# [EXTRACT PROVIDED]
++++++++++++++++++++
Willie Irvine

Personal information
- Date of birth: 26 May 1956 (age 70)
- Place of birth: Whitburn, Scotland
- Position: Striker

Youth career
- 1972–1975: Celtic
- 1975–1977: Fauldhouse United

Senior career*
- Years: Team / Apps / (Gls)
- 1977–1979: Alloa Athletic / 54 / (17)
- 1979–1982: Motherwell / 121 / (49)
- 1982–1986: Hibernian / 88 / (25)
- 1986: → Falkirk (loan) / 8 / (0)
- 1986–1987: Ayr United / 20 / (6)
- Total:  / 291 / (97)

= Willie Irvine (footballer, born 1956) =

Scottish footballer

Willie Irvine (born 26 May 1956) is a Scottish former professional footballer. Irvine, a direct, left-sided forward, started his senior career with Celtic, but failed to break into the first team. After playing in junior football for a spell, he signed for Alloa Athletic. His play for Alloa quickly attracted the attention of Motherwell, who paid £25,000 to Alloa for his services in 1979.
++++++++++++++++++++
# [SUPPLIED ENTRIES]

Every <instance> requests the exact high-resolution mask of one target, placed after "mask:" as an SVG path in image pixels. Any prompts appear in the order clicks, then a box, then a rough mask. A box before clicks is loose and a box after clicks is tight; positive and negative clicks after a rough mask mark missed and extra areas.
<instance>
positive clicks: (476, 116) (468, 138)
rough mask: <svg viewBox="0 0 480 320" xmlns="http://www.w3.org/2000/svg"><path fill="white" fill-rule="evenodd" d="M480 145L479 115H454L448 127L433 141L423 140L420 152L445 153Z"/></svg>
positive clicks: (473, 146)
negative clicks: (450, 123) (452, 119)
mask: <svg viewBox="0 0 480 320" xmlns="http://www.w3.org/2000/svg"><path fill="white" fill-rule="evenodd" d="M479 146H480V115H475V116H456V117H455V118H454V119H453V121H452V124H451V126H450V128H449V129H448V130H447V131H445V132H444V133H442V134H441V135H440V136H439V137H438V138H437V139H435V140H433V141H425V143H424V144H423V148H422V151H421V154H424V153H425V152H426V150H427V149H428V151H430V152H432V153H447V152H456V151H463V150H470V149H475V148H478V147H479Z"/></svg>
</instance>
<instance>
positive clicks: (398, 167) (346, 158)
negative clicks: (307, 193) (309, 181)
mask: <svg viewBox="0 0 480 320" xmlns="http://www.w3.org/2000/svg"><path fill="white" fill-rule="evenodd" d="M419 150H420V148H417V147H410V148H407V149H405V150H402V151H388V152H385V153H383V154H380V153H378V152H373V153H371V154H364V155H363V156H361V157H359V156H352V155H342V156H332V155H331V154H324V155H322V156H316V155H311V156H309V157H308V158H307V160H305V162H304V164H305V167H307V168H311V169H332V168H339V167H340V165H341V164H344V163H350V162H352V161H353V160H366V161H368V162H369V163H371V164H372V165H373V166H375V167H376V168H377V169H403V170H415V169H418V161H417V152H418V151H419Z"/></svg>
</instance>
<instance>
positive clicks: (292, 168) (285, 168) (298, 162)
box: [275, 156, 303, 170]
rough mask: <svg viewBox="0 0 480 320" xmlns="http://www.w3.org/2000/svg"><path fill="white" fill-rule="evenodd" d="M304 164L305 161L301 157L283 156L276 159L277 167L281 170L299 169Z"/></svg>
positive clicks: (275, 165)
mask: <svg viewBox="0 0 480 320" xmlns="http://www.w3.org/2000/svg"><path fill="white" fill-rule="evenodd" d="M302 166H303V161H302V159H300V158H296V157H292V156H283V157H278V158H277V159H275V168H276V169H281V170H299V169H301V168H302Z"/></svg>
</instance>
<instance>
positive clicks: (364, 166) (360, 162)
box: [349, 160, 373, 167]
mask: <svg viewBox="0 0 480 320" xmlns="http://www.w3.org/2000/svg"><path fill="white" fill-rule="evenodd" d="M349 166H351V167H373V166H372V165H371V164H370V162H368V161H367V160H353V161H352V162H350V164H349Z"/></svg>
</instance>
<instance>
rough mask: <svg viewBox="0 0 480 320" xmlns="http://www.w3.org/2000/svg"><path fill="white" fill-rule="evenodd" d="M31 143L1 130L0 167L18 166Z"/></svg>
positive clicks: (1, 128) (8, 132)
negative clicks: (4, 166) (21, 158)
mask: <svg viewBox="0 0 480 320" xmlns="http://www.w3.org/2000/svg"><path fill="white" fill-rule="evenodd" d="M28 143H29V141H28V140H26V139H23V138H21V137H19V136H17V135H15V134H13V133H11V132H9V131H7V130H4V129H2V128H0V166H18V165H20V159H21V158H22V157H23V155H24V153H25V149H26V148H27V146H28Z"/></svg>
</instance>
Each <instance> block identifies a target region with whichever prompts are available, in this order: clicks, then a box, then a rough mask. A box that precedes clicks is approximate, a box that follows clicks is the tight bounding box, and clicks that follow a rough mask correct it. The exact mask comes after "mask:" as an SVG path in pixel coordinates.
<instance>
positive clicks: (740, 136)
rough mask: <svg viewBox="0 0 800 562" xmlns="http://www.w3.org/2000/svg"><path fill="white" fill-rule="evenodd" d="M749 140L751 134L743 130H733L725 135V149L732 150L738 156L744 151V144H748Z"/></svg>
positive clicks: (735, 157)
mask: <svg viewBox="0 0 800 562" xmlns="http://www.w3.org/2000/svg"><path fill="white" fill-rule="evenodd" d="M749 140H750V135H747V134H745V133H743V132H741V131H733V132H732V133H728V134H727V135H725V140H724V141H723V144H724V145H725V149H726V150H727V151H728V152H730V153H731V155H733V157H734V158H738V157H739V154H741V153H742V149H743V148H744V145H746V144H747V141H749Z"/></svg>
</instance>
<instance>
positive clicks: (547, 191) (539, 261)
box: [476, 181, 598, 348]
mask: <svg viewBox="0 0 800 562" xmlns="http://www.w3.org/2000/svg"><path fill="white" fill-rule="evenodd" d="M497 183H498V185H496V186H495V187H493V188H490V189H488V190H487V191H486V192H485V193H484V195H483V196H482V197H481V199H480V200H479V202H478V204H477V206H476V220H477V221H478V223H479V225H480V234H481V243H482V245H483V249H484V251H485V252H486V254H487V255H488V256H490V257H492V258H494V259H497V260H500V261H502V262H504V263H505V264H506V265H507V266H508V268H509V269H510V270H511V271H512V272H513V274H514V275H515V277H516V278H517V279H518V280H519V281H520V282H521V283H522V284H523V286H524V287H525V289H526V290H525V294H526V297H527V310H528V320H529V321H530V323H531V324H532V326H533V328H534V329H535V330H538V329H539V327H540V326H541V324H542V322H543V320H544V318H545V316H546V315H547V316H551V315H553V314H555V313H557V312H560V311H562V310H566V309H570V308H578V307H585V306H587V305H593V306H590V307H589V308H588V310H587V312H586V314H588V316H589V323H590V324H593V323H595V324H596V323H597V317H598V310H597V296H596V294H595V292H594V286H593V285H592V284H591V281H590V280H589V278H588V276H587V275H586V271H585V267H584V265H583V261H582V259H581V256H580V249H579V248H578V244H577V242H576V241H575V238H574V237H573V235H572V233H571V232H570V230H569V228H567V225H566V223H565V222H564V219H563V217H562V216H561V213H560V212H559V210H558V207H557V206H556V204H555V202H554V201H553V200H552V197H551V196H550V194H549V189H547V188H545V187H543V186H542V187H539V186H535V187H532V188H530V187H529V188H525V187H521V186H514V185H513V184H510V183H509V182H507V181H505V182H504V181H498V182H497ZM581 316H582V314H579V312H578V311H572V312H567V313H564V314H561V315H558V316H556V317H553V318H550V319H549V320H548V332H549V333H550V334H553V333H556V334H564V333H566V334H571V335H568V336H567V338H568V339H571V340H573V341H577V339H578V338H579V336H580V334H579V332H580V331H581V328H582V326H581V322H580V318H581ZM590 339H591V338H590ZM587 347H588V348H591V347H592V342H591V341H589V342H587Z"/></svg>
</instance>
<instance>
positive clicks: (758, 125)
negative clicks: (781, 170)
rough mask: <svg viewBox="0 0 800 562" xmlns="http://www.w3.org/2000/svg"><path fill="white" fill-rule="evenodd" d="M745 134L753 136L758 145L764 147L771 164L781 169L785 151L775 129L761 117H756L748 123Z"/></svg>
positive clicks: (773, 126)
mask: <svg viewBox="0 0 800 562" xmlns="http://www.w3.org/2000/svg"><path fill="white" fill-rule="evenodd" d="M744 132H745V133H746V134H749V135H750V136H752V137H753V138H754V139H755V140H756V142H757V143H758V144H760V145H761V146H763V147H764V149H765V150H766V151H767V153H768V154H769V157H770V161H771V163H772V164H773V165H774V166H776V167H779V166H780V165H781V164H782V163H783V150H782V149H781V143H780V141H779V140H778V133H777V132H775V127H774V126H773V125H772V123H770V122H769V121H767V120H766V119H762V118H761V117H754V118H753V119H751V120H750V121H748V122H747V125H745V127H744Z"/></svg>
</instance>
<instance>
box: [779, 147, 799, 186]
++++++++++++++++++++
# [TASKS]
(A) From the Willie Irvine profile, copy out the stretch from "Personal information" through "Athletic / 54 / (17)".
(B) According to the Willie Irvine profile, how much did Motherwell pay Alloa Athletic for him?

# [RESPONSES TO THE TASKS]
(A)
Personal information
- Date of birth: 26 May 1956 (age 70)
- Place of birth: Whitburn, Scotland
- Position: Striker

Youth career
- 1972–1975: Celtic
- 1975–1977: Fauldhouse United

Senior career*
- Years: Team / Apps / (Gls)
- 1977–1979: Alloa Athletic / 54 / (17)

(B) £25,000